▶ Supplied records

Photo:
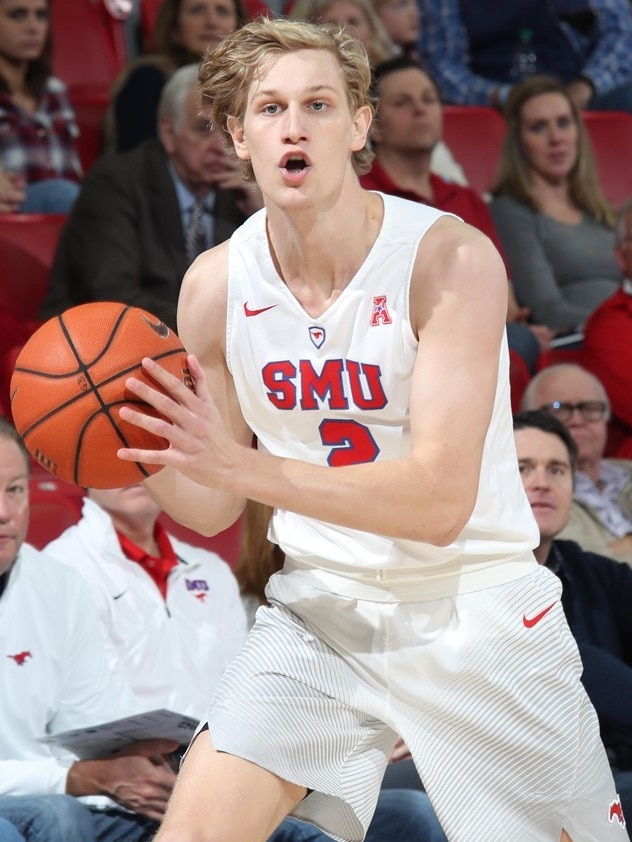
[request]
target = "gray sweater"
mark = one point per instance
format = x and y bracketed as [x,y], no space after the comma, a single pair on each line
[561,272]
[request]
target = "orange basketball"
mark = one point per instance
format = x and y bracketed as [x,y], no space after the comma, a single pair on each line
[69,383]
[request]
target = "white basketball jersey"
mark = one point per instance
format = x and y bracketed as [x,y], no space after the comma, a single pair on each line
[335,391]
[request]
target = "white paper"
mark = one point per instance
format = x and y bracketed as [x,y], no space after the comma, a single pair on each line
[103,740]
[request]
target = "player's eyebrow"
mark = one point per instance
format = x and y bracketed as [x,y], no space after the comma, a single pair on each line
[271,93]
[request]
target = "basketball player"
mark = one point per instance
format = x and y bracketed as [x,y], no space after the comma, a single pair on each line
[361,339]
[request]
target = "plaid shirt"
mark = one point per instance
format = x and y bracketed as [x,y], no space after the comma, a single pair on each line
[445,46]
[40,145]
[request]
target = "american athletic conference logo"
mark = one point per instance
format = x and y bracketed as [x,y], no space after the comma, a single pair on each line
[317,335]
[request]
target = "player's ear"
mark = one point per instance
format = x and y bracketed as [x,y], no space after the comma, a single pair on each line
[361,126]
[236,129]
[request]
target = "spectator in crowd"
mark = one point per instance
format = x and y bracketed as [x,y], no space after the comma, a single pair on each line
[554,223]
[597,591]
[54,677]
[601,515]
[259,558]
[407,128]
[607,343]
[142,216]
[479,51]
[183,30]
[171,613]
[401,20]
[39,164]
[173,618]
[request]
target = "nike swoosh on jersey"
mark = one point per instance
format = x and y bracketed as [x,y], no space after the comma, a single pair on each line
[530,622]
[250,312]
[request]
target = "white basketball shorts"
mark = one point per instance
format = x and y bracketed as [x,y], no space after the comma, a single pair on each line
[484,688]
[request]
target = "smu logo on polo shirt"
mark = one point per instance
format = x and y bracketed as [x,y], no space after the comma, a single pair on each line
[20,658]
[199,587]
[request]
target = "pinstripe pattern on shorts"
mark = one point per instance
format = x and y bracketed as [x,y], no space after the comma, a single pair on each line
[502,732]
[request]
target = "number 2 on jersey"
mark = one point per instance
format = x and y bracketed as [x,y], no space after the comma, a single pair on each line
[351,443]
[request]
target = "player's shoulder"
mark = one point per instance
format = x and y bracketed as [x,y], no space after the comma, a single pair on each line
[204,283]
[453,254]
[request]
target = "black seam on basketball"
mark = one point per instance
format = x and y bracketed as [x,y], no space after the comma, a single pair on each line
[94,387]
[103,350]
[105,410]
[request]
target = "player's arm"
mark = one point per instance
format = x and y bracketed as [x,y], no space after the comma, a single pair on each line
[202,329]
[458,306]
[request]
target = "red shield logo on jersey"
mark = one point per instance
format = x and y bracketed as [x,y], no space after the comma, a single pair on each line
[317,335]
[615,813]
[380,314]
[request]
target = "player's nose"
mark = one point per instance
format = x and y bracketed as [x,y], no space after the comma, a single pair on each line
[294,128]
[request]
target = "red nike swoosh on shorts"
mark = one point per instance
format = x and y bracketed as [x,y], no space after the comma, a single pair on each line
[530,622]
[250,312]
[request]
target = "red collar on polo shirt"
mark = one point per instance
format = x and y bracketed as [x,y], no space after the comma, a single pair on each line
[158,567]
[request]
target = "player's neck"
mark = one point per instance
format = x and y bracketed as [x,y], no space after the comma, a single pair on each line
[317,261]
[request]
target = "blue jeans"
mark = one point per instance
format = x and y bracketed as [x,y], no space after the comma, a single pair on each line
[402,815]
[53,195]
[618,100]
[63,818]
[8,833]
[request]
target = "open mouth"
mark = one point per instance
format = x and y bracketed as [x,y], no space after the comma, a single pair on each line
[295,163]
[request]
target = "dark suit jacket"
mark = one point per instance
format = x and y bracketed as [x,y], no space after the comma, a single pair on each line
[124,240]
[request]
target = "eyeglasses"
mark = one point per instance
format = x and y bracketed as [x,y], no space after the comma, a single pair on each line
[589,410]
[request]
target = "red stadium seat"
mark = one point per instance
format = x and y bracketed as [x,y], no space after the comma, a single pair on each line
[27,248]
[88,43]
[148,14]
[610,133]
[54,505]
[474,134]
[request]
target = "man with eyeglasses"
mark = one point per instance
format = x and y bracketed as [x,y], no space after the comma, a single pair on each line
[601,516]
[596,594]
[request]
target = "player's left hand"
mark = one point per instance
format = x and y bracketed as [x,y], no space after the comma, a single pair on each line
[200,445]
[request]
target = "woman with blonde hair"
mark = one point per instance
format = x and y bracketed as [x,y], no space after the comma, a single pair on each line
[555,225]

▶ What is required
Where a line of the listing holds "basketball", show that line.

▶ Answer for the task
target = "orange basketball"
target = "white basketball jersey"
target = "basketball player"
target = "white basketball shorts"
target = "black seam on basketball"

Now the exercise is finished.